◆ **Document text**

Loans Held For Sale – Loans held for sale are carried at the lower of aggregate cost or fair value, based on observable inputs in the secondary market. Changes in fair value of loans held for sale are recognized in earnings.

Bank Owned Life Insurance – Bank owned life insurance is recorded at the lower of the cash surrender value or the amount that can be realized under the insurance policy and is included as an asset in the consolidated statements of condition. Changes in the cash surrender value and insurance benefit payments are recorded in non-interest income in the consolidated statements of income.

Derivatives - Derivatives are contracts between counterparties that specify conditions under which settlements are to be made. The only derivatives held by the Company are swap contracts with the purchaser of its Visa Class B shares. The Company records its derivatives on the consolidated statements of condition at fair value. The Company’s derivatives do not qualify for hedge accounting. As a result, changes in fair value are recognized in earnings in the period in which they occur. (See also Note 3. Investment Securities contained herein.)

◆ **Given data**

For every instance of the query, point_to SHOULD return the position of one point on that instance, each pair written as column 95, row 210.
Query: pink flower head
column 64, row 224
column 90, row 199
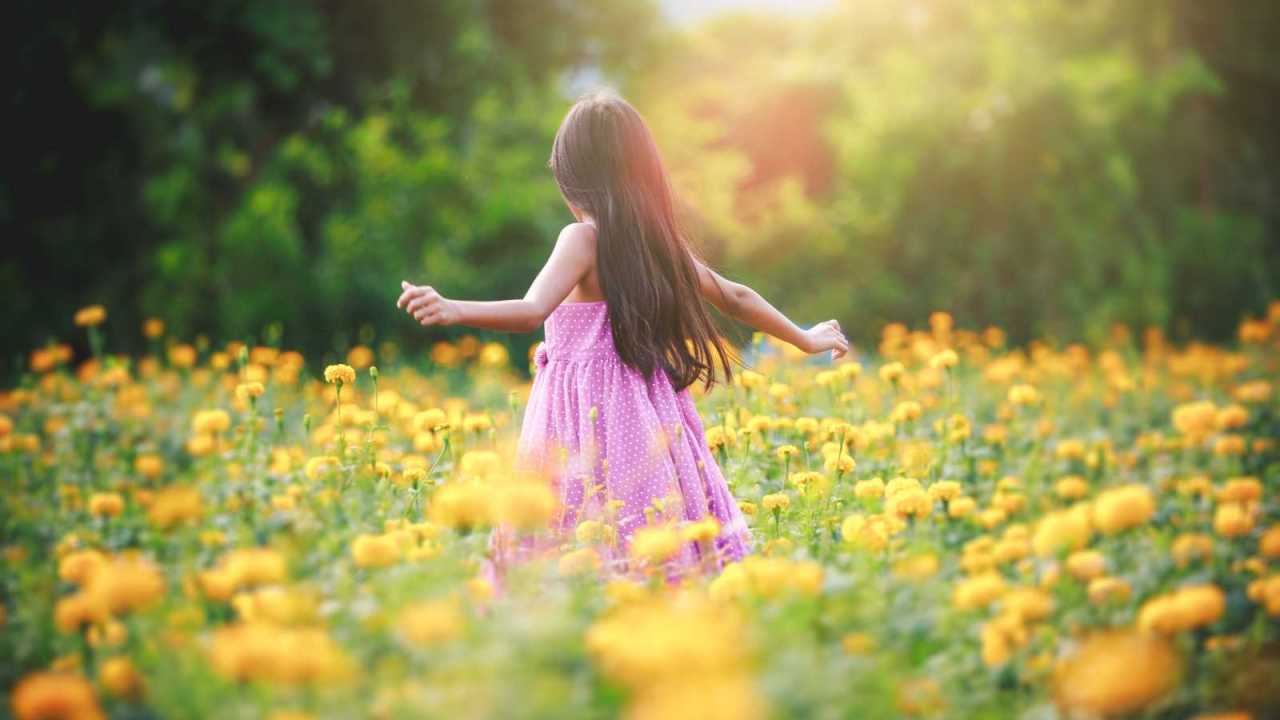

◆ **Required work**
Write out the accounting notes word for word, starting at "Loans Held For Sale –" and ending at "recognized in earnings.". Rely only on the accounting notes, not the listing.

◆ **Worked solution**
Loans Held For Sale – Loans held for sale are carried at the lower of aggregate cost or fair value, based on observable inputs in the secondary market. Changes in fair value of loans held for sale are recognized in earnings.